# Selection
■ ■ ■ ■ ■ ■ ■

Exhibit 10.87

 

April 22, 2005

 

Via Facsimile

 

To the Purchasers in the Path 1 Network

Technologies Inc. 7% Convertible Preferred

Stock PIPES Offering of January/February 2005:

 

Path 1 is proposing to issue, in a private placement, shares of Series B 7%
Convertible Preferred Stock and associated Common Stock warrants (together, the
“Second Round Securities”). The Second Round Securities, assuming no exercise of
any contractual preemptive rights by you, consist of up to 792,306 shares of
Path 1 7% Series B Convertible Preferred Stock to be sold for $3.25 each, with
the investors also to receive, with each 2 shares of Path 1 Series B 7%
Convertible Preferred Stock purchased, a 5-year warrant to purchase a share of
Path 1 common stock at an exercise price of $3.25. Path 1 would undertake to
register the common stock underlying the Series B 7% Convertible Preferred Stock
and the common stock underlying the warrants, for resale.

 

The Series B 7% Convertible Preferred Stock is very similar to, and is pari
passu with, the 7% Convertible Preferred Stock which you acquired, except that
if the Current Market Price of Path 1 common stock is below $4.00 as of the
later of the day the Second Round Securities are first issued or the day the
Second Round Securities’ resale registration statement is declared effective,
the conversion price of the Series B 7% Convertible Preferred Stock will be
reset to 80% of the Current Market Price (i.e., to 80% of the Current Market
Price at the later of those two days). We call this the “Special Reset.” Also,
the Series B 7% Convertible Preferred Stock does not have the right to vote for
directors or to vote on other general corporate matters. The Second Round
Securities warrants are very similar to the warrants you acquired, except for
the difference in exercise price.

■ ■ ■ ■ ■ ■ ■

# Dataset entries
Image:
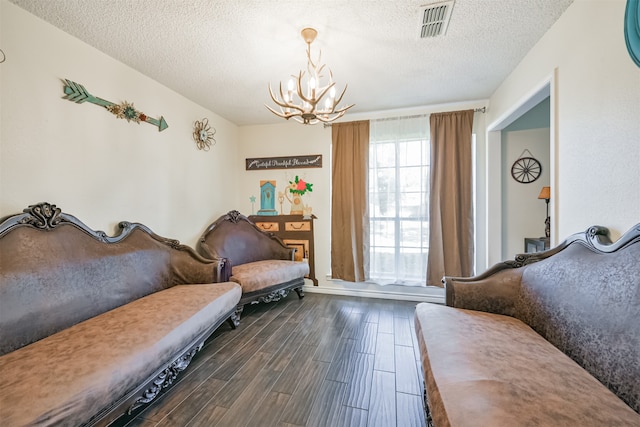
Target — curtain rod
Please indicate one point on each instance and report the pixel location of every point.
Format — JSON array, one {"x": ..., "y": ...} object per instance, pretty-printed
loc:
[{"x": 476, "y": 110}]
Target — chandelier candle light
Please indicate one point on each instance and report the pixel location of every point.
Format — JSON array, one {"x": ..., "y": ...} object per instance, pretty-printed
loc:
[{"x": 304, "y": 109}]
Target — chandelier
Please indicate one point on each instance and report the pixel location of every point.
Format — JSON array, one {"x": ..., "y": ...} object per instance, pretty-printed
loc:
[{"x": 306, "y": 107}]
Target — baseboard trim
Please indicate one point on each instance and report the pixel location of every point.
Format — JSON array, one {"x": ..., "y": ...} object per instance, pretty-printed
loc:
[{"x": 404, "y": 296}]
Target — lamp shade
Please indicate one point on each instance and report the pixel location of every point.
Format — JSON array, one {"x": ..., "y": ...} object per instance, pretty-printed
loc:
[{"x": 545, "y": 193}]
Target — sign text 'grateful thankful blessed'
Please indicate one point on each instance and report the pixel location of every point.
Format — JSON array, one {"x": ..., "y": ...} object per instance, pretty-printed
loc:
[{"x": 291, "y": 162}]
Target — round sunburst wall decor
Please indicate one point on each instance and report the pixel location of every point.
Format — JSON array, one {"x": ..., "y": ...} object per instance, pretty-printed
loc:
[{"x": 203, "y": 135}]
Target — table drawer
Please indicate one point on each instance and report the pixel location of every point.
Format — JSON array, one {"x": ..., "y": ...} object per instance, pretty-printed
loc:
[
  {"x": 297, "y": 226},
  {"x": 268, "y": 226}
]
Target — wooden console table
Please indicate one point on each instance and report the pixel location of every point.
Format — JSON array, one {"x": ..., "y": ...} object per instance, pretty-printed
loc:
[{"x": 295, "y": 231}]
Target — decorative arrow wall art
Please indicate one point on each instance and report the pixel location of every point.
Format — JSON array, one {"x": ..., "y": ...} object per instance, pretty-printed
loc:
[{"x": 77, "y": 93}]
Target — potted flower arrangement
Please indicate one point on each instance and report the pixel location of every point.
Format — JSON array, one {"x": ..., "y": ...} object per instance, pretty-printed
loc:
[{"x": 298, "y": 188}]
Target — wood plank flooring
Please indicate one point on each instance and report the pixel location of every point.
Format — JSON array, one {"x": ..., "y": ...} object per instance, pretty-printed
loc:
[{"x": 323, "y": 361}]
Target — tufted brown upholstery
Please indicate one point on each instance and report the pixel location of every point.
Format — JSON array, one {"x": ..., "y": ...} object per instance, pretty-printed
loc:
[
  {"x": 549, "y": 339},
  {"x": 87, "y": 321},
  {"x": 258, "y": 261}
]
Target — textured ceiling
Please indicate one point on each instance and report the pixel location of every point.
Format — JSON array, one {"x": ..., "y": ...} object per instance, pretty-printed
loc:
[{"x": 222, "y": 54}]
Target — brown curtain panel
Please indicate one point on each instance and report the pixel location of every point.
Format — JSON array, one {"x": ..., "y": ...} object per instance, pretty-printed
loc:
[
  {"x": 451, "y": 204},
  {"x": 349, "y": 201}
]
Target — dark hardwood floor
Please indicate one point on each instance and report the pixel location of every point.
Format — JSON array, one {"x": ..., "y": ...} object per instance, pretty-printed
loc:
[{"x": 320, "y": 361}]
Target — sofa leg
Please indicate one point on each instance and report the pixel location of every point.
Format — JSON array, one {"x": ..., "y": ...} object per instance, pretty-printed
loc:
[
  {"x": 234, "y": 320},
  {"x": 238, "y": 312},
  {"x": 427, "y": 411}
]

■ ■ ■ ■ ■ ■ ■

# Tasks to carry out
**a.** According to the Path 1 offering letter, what is the selling price of each share of Series B 7% Convertible Preferred Stock?
**b.** Transcribe the part of the Path 1 offering letter starting at "Path 1 is proposing" and ending at "warrants, for resale.".
**c.** Write the next part of the Path 1 offering letter, picking up right after its final sentence.

# Answers to each task
**a.** $3.25 per share

**b.**
Path 1 is proposing to issue, in a private placement, shares of Series B 7%
Convertible Preferred Stock and associated Common Stock warrants (together, the
“Second Round Securities”). The Second Round Securities, assuming no exercise of
any contractual preemptive rights by you, consist of up to 792,306 shares of
Path 1 7% Series B Convertible Preferred Stock to be sold for $3.25 each, with
the investors also to receive, with each 2 shares of Path 1 Series B 7%
Convertible Preferred Stock purchased, a 5-year warrant to purchase a share of
Path 1 common stock at an exercise price of $3.25. Path 1 would undertake to
register the common stock underlying the Series B 7% Convertible Preferred Stock
and the common stock underlying the warrants, for resale.

**c.**
We cannot issue the Second Round Securities until we obtain, by written consent,
the approval of a majority in interest of our voting securities and also the
approval of a majority in interest of our 7% Convertible Preferred Stock. We
will seek that consent soon, by way of a formal proxy statement that solicits
your and other stockholders’ written consents. The proposal for which
stockholder consent will be sought will include, among other things, both
approval of issuance of the Second Round Securities and an amendment of your 7%
Convertible Preferred Stock to:

 

(a) provide that if a Special Reset occurs for the Series B 7% Convertible
Preferred Stock, the conversion price of the 7% Convertible Preferred Stock will
experience the same Special Reset adjustment, and

 

(b) exclude from the operation of the 7% Convertible Preferred Stock’s general
antidilution adjustment provisions (i) the Second Round Securities, including
any Special Reset, (ii) the Common Stock underlying the Second Round Securities,
(iii) for avoidance of doubt, the 7% Convertible Preferred Stock and the common
stock warrants issued in the February 18, 2005 Closing under the Securities
Purchase Agreement, including any Special Reset, and (iv) for avoidance of
doubt, the common stock warrants (and underlying common stock) issued to our
placement agent or its designees for investment

 

--------------------------------------------------------------------------------

To the Purchasers in the Path 1 Network

Technologies Inc. 7% Convertible

Preferred Stock PIPES Offering

April 22, 2005

Page 2

 

banking services in connection with both the January/February 2005 PIPES
transaction, the Second Round Securities transaction, and any other transaction.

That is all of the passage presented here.